■ **Your objective**: Print every record exactly, with nothing added or left out.

Collected data entries

+ + +

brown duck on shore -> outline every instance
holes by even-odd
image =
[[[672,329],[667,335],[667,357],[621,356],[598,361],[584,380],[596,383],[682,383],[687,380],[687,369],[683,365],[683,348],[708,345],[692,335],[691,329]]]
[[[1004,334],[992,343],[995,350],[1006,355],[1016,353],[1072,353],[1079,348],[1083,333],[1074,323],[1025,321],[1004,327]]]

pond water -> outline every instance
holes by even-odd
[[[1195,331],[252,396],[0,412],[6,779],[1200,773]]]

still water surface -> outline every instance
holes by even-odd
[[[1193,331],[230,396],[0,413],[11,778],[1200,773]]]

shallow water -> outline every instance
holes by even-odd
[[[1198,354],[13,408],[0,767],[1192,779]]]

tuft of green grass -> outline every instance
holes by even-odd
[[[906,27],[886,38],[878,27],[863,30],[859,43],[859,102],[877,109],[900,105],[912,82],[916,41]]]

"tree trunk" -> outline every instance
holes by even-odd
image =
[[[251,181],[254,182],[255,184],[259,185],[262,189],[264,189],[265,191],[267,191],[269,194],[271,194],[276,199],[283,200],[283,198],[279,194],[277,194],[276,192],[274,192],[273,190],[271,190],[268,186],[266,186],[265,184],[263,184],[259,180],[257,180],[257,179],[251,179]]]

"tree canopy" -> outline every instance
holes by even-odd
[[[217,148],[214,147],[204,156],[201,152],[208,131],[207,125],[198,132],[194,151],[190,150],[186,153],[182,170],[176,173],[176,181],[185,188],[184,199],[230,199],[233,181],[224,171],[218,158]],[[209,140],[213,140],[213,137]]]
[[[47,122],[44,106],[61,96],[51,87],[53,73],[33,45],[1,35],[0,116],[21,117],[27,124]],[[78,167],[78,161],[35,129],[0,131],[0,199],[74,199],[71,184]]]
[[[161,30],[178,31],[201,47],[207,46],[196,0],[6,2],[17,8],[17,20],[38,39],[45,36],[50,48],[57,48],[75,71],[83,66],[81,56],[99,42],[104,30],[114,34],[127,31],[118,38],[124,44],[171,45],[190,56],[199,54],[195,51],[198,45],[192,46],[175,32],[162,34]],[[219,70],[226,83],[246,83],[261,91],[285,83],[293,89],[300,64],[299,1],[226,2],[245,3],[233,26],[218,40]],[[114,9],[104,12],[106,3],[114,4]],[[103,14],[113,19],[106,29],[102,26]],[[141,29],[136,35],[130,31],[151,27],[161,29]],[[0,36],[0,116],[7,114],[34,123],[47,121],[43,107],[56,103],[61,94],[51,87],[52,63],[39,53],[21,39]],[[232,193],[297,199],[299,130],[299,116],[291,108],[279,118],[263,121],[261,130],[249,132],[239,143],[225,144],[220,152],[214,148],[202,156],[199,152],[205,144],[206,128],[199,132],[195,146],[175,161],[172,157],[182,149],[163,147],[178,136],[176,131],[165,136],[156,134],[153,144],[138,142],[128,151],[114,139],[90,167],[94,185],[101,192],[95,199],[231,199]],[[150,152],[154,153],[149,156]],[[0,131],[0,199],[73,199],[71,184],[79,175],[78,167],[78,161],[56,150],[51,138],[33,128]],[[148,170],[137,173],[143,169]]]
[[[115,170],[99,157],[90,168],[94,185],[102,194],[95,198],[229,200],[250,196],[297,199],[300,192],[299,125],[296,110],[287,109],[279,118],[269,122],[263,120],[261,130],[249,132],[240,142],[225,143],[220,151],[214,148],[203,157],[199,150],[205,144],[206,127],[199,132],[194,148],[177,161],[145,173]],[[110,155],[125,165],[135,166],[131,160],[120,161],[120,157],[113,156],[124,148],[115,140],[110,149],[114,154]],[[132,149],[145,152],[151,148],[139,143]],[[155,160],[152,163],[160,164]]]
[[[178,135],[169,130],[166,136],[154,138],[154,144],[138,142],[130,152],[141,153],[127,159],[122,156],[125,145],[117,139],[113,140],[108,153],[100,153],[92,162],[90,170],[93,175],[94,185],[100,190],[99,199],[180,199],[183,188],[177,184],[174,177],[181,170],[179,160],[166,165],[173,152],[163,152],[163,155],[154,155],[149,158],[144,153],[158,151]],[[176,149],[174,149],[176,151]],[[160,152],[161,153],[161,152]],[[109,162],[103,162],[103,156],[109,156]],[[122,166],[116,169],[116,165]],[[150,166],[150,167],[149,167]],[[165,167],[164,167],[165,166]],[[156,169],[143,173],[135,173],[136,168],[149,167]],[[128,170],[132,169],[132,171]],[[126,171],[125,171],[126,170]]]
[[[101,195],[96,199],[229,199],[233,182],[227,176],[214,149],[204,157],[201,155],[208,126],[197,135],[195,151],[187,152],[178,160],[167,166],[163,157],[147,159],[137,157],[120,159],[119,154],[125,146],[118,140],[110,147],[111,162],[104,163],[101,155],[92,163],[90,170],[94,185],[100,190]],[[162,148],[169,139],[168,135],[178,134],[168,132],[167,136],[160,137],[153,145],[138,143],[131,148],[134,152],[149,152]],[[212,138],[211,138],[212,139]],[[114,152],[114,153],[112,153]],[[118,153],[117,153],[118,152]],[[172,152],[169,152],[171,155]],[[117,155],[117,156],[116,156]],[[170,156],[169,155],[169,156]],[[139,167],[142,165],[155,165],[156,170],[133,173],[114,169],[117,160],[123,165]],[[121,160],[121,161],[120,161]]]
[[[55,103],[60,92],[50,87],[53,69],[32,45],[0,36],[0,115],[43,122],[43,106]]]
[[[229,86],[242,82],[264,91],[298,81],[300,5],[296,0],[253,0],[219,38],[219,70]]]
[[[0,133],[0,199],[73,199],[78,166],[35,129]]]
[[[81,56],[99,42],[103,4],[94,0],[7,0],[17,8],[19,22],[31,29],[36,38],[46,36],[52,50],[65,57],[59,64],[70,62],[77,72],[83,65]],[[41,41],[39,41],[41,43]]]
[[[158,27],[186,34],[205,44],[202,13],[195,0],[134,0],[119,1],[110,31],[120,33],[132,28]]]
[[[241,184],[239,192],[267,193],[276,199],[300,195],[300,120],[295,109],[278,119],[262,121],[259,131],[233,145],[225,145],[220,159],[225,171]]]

+ + +

■ **Result for this exercise**:
brown duck on shore -> outline every instance
holes by even-odd
image =
[[[672,329],[667,335],[667,357],[621,356],[598,361],[584,380],[596,383],[682,383],[687,380],[687,369],[683,365],[683,348],[708,345],[692,335],[691,329]]]
[[[1004,334],[992,343],[995,350],[1006,355],[1016,353],[1072,353],[1079,348],[1083,333],[1074,323],[1025,321],[1004,327]]]

pond water -> outline every instance
holes by even-odd
[[[1195,331],[252,396],[0,412],[6,779],[1200,773]]]

still water surface -> outline every instance
holes by even-odd
[[[1193,331],[230,396],[0,413],[11,778],[1200,773]]]

shallow water -> outline every instance
holes by even-odd
[[[1198,354],[13,408],[0,767],[1192,779]]]

tuft of green grass -> outline every instance
holes by even-odd
[[[906,27],[886,38],[878,27],[863,30],[859,43],[859,102],[877,109],[900,105],[912,82],[916,41]]]

"tree trunk" -> outline every instance
holes by even-odd
image =
[[[251,181],[254,182],[255,184],[259,185],[262,189],[264,189],[265,191],[267,191],[269,194],[271,194],[276,199],[283,200],[283,198],[279,194],[277,194],[276,192],[274,192],[273,190],[271,190],[268,186],[266,186],[265,184],[263,184],[259,180],[257,180],[257,179],[251,179]]]

"tree canopy" -> outline every instance
holes by even-odd
[[[217,148],[214,147],[204,156],[201,152],[208,131],[207,125],[198,132],[194,151],[190,150],[186,153],[182,170],[176,173],[176,181],[185,188],[184,199],[230,199],[233,181],[224,171],[218,158]],[[209,140],[213,140],[213,137]]]
[[[47,122],[44,106],[61,96],[51,87],[53,73],[33,45],[1,35],[0,116],[21,117],[27,124]],[[78,167],[78,161],[35,129],[0,131],[0,199],[74,199],[71,184]]]
[[[161,30],[178,31],[201,47],[207,46],[196,0],[6,2],[17,8],[17,20],[38,39],[45,36],[50,48],[57,48],[75,71],[83,66],[81,56],[99,42],[104,30],[114,34],[127,31],[118,38],[124,44],[171,45],[190,56],[199,54],[195,51],[198,45],[192,46],[175,32],[162,34]],[[219,70],[226,83],[246,83],[261,91],[285,83],[293,89],[300,64],[299,1],[226,2],[245,3],[233,26],[218,40]],[[114,9],[104,12],[106,3],[114,4]],[[103,14],[113,19],[106,29],[102,26]],[[141,29],[136,35],[130,31],[151,27],[161,29]],[[0,36],[0,116],[7,114],[34,123],[47,121],[43,107],[56,103],[61,94],[51,87],[52,63],[39,53],[21,39]],[[232,193],[297,199],[299,130],[299,116],[291,108],[279,118],[263,121],[261,130],[249,132],[239,143],[225,144],[220,152],[214,148],[202,156],[199,152],[205,144],[206,128],[199,132],[195,146],[175,161],[172,157],[182,149],[163,147],[178,136],[176,131],[165,136],[156,134],[153,144],[138,142],[128,151],[114,139],[90,167],[94,185],[101,192],[95,199],[231,199]],[[150,152],[154,153],[149,156]],[[0,131],[0,199],[73,199],[71,184],[79,175],[78,167],[78,161],[56,150],[51,138],[33,128]],[[148,170],[137,173],[143,169]]]
[[[115,170],[99,157],[90,168],[94,185],[102,194],[95,198],[229,200],[250,196],[297,199],[300,192],[299,125],[296,110],[287,109],[279,118],[269,122],[263,120],[261,130],[249,132],[240,142],[225,143],[220,151],[214,148],[203,157],[199,150],[205,144],[206,127],[199,132],[194,148],[177,161],[145,173]],[[110,155],[125,165],[135,166],[131,160],[120,161],[120,157],[113,156],[124,148],[115,140],[110,149],[114,154]],[[132,149],[145,152],[151,148],[139,143]],[[155,160],[152,163],[160,164]]]
[[[178,135],[169,130],[166,136],[154,138],[154,144],[138,142],[130,152],[141,153],[127,159],[122,156],[125,145],[117,139],[113,140],[108,153],[100,153],[92,162],[90,170],[93,175],[94,185],[100,190],[99,199],[180,199],[183,188],[177,184],[174,177],[181,170],[179,160],[166,165],[173,152],[163,152],[163,155],[154,155],[149,158],[144,153],[158,151]],[[176,149],[174,149],[176,151]],[[160,152],[161,153],[161,152]],[[109,162],[103,162],[103,156],[109,156]],[[122,166],[116,169],[116,165]],[[150,166],[150,167],[149,167]],[[165,167],[164,167],[165,166]],[[156,169],[143,173],[135,173],[136,168],[149,167]],[[128,170],[132,169],[132,171]],[[126,171],[125,171],[126,170]]]
[[[101,195],[96,199],[229,199],[233,182],[227,176],[214,149],[204,157],[201,155],[208,126],[197,135],[195,151],[187,152],[178,160],[167,166],[163,157],[147,159],[137,157],[120,159],[119,154],[125,146],[118,140],[110,147],[111,162],[104,163],[101,155],[92,163],[90,170],[94,185],[100,190]],[[162,148],[169,139],[168,135],[178,134],[168,132],[167,136],[160,137],[153,145],[138,143],[131,148],[134,152],[149,152]],[[212,138],[211,138],[212,139]],[[114,152],[114,153],[112,153]],[[118,153],[117,153],[118,152]],[[172,152],[169,152],[171,155]],[[117,155],[117,156],[116,156]],[[170,156],[169,155],[169,156]],[[139,167],[142,165],[155,165],[156,170],[133,173],[114,169],[117,160],[123,165]],[[121,160],[121,161],[120,161]]]
[[[55,103],[60,92],[50,87],[53,69],[32,45],[0,36],[0,115],[43,122],[43,106]]]
[[[229,86],[242,82],[264,91],[298,81],[300,5],[296,0],[253,0],[219,38],[219,70]]]
[[[0,133],[0,199],[73,199],[78,166],[35,129]]]
[[[81,56],[99,42],[103,4],[94,0],[7,0],[17,8],[19,22],[31,29],[36,38],[46,36],[52,50],[65,57],[59,64],[70,62],[77,72],[83,65]],[[41,41],[39,41],[41,43]]]
[[[158,27],[186,34],[205,44],[202,13],[195,0],[134,0],[119,1],[110,31],[120,33],[132,28]]]
[[[241,184],[239,192],[267,193],[276,199],[300,195],[300,120],[295,109],[278,119],[262,121],[259,131],[233,145],[225,145],[220,159],[225,171]]]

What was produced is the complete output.